SELECTED EXTRACT:
=====
Decree No 502/1992, later amended by Legislative Decree No. 517/1993 specifies, in article 3, paragraph 1, that current Health Administrations possess a considerable degree of autonomy:
organizational and managerial: in other words an autonomy involving the possibility and power to decide one’s own organizational system, which is the basic structure, a system of inside roles that implements the division of labour, and which comprises rules and coordination and control levels as a whole;
administrative: meaning they have the authority to adopt administrative measures that imply exercising public authority;
property: understood as the qualification to dispose of one’s own property through acts of acquisition, deeds of transfer and administrative acts;
accounting: lastly, this autonomy is considered as a possibility to draft economic and financial documents typical of the health sector; this is the special feature of Health Administrations.
The
measures present in the abovementioned regulatory paper have been greatly
amended by Legislative Decree No. 229/1999 (called “Bindi decree”) - in article
3, paragraph 1 b, it transforms Local Health Administrations from totally
public institutions into Health Administrations that have a public legal status
but also possess entrepreneurial autonomy. Reference to the company concept
the regulation creates must not be interpreted in its most traditional juridical
sense as property organized by the entrepreneur while performing his duties
and neither in a strictly economic sense, but as decisional activity carried
out and characterized by specialized professionalism in the process of making
“specialized” decisions.
The novelties introduced do not only concern the juridical nature of Health
Administrations but also the powers assigned to the Regional Administration.
=====
DATA BLOCK:

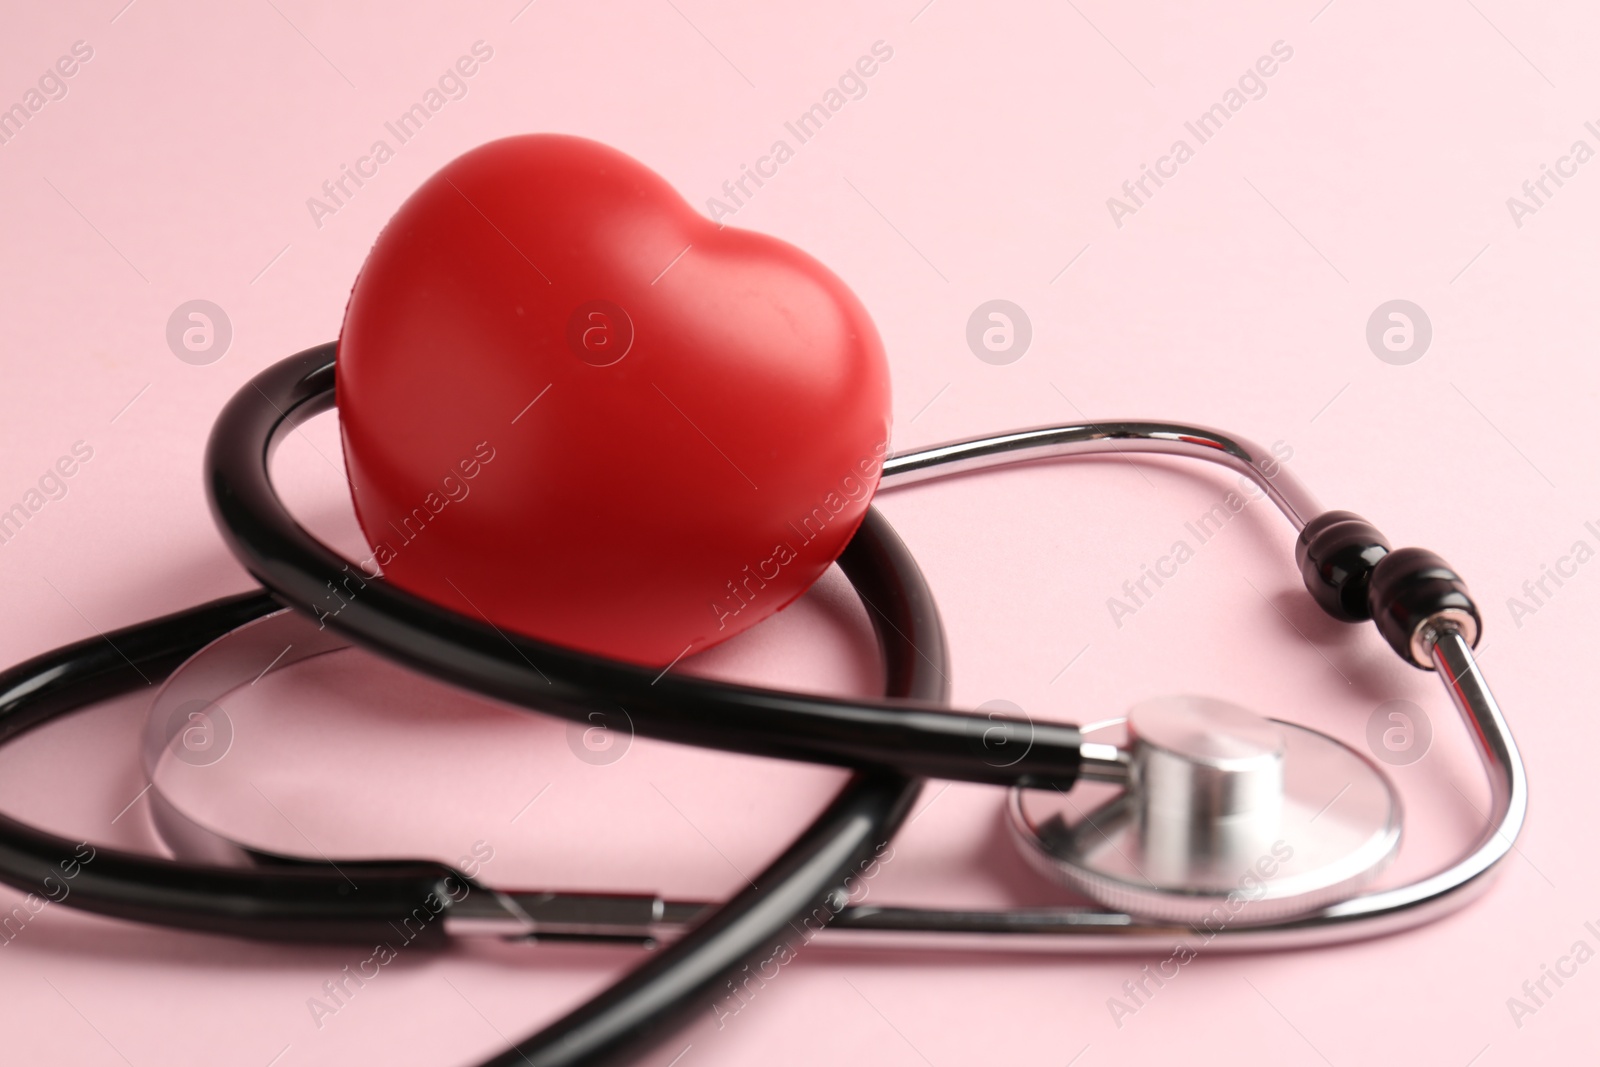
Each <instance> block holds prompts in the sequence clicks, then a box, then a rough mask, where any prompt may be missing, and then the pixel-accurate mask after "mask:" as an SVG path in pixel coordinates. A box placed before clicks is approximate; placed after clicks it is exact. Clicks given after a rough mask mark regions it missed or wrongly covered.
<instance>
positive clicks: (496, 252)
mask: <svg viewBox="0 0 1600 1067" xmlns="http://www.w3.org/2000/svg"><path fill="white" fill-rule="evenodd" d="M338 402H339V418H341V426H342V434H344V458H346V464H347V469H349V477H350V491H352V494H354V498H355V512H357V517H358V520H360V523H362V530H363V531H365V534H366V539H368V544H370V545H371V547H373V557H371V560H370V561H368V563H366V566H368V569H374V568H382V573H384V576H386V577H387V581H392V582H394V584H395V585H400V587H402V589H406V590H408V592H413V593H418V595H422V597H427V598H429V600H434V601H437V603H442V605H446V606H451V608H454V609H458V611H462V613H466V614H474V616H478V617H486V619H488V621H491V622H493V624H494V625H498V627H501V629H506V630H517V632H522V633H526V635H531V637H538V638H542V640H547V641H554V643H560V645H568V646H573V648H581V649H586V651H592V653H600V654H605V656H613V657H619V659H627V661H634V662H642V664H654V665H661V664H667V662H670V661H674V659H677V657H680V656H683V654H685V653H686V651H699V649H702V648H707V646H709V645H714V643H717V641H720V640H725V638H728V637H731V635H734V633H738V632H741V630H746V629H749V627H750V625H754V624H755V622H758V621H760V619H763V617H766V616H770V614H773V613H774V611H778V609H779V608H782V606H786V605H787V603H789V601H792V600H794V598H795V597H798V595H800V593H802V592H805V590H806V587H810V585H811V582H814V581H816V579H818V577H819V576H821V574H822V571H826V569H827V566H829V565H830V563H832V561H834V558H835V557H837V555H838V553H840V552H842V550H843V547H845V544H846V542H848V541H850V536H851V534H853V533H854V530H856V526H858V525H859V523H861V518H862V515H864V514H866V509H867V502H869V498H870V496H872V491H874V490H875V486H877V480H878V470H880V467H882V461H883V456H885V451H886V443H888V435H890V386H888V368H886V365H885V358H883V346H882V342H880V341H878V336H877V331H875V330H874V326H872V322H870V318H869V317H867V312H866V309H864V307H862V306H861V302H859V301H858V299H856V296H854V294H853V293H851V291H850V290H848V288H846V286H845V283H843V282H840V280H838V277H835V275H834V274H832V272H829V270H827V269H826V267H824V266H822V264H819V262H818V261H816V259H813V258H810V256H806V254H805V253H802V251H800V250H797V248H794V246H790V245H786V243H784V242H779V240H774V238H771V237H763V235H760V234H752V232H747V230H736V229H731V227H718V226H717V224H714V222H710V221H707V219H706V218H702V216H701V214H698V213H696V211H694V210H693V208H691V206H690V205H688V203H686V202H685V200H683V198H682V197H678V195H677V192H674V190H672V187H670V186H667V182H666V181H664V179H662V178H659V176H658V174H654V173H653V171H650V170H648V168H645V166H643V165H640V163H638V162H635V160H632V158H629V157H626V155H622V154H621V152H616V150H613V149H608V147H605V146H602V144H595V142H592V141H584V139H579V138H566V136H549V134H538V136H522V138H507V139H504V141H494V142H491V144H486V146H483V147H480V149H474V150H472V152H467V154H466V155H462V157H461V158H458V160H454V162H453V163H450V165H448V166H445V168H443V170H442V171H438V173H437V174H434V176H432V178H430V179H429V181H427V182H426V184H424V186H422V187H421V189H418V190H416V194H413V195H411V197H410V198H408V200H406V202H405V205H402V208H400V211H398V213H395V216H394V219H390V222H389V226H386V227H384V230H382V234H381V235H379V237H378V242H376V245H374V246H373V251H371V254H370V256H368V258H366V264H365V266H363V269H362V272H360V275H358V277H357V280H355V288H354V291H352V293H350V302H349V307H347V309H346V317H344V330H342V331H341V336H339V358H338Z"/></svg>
=====
EXERCISE: According to the text on Health Administration autonomy, what number does the Legislative Decree known as the "Bindi decree" carry? The listing has no connection to the text on Health Administration autonomy.

COMPLETED TASK: Legislative Decree No. 229/1999.